--- EXERCISE AIM ---
Answer these questions using the text on square root seed tables:
(a) What integer is used as the index when reading the entry S from the table?
(b) What values of K, ρ, and N does the text give for the case of interest?
(c) How may the full-width comparison of √x and q_K be carried out?
____ READING TEXT
14.3  Square Root Seed Tables

In order to employ a $ K$-admissible SRT table to compute square roots as described in Theorem 14.2, we shall require an efficient method of deriving, for a given radicand $ x$, the initial root digits $ m_1,\ldots,m_K$ to be used in the iterative computation of $ p_K$ and $ q_K$, which must satisfy the constraints of the theorem. Our strategy is to read the $ (K\rho)$-bit integer $ S = 2^{K\rho}q_K$ from a table using the $ (K\rho)$-bit integer $ \ell = \lfloor 2^{K\rho}x
\rfloor$ as an index. Lemma 14.3.1 (a) below provides a set of conditions on the table entry $ S$ at index $ \ell$ that ensures that $ q_K$ meets its requirements.

As previously noted, we would like to arrange for the column of the digit selection table that is determined by the partial root $ q_k$ to be independent of $ k$ for $ k \geq K$. Thus, we would like to ensure that the most significant $ N+1$ bits of $ q_k$, consisting of the leading 1 and the $ N$-bit table index, coincide with the corresponding bits of $ q_K$. If we assume $ K\rho > N+1$, as in the case of interest $ K=2$, $ \rho =3$, $ N=4$, then a sufficient condition is that the leading $ K\rho-1$ bits match, i.e., for all $ k>K$,

$\displaystyle \lfloor 2^{K\rho-1}q_k \rfloor = \lfloor 2^{K\rho-1}q_K \rfloor.$

Lemma 14.3.1 (b) provides a formula for deriving an adjusted value $ S'$ from the seed table entry $ S$ that retains the properties of $ q_K$ required by Theorem 14.2 and, as established by (c), satisfies this additional condition as well. Note that this derivation requires a full-width comparison of $ \sqrt{x}$ and $ q_K$, which may be implemented by reading the value of $ S^2$ from a parallel table and comparing it with $ x$ during the pre-processing phase.

As a simplifying assumption, we ignore the case $ K = \rho = 1$, which is of no practical interest:

  (seed-req-a, seed-req-b, seed-req-c) Let $ \rho$ and $ K$ be positive integers with $ K\rho > 1$. Let $ x \in \mathbb{Q}$, $ \frac{1}{4} < x < 1$, and $ \ell = \lfloor 2^{K\rho}x
\rfloor$.
________
____ EXCERPTED DATA
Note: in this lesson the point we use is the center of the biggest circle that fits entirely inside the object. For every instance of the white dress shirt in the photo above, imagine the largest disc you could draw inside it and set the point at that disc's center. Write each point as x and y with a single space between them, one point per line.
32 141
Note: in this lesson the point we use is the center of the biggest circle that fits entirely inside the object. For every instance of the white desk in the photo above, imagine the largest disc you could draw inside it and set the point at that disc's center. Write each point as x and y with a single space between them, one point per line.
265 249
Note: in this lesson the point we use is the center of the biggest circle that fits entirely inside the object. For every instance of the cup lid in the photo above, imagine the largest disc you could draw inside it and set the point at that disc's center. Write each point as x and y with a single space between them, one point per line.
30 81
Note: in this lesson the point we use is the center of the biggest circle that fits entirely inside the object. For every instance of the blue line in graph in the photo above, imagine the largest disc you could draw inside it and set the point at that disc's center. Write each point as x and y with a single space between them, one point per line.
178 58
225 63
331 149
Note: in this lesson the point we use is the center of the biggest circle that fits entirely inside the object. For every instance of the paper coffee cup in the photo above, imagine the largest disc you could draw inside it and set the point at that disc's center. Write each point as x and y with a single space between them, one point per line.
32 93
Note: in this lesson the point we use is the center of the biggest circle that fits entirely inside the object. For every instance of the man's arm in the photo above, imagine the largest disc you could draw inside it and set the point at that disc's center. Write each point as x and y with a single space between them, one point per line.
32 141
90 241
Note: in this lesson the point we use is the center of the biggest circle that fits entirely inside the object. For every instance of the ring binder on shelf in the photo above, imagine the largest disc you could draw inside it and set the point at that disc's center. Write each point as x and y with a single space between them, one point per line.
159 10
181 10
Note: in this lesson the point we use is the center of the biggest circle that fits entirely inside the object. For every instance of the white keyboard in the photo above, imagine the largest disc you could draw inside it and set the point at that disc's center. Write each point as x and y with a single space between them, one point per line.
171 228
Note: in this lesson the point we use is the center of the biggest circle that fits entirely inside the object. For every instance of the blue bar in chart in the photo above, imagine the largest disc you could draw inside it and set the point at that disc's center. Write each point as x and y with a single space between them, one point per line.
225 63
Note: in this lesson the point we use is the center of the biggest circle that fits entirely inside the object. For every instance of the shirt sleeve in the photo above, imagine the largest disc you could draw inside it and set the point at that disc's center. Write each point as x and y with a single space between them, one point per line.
________
--- FINAL ANSWER ---
(a) The (Kρ)-bit integer ℓ = ⌊2^(Kρ) x⌋.
(b) K = 2, ρ = 3, N = 4.
(c) By reading the value of S² from a parallel table and comparing it with x during the pre-processing phase.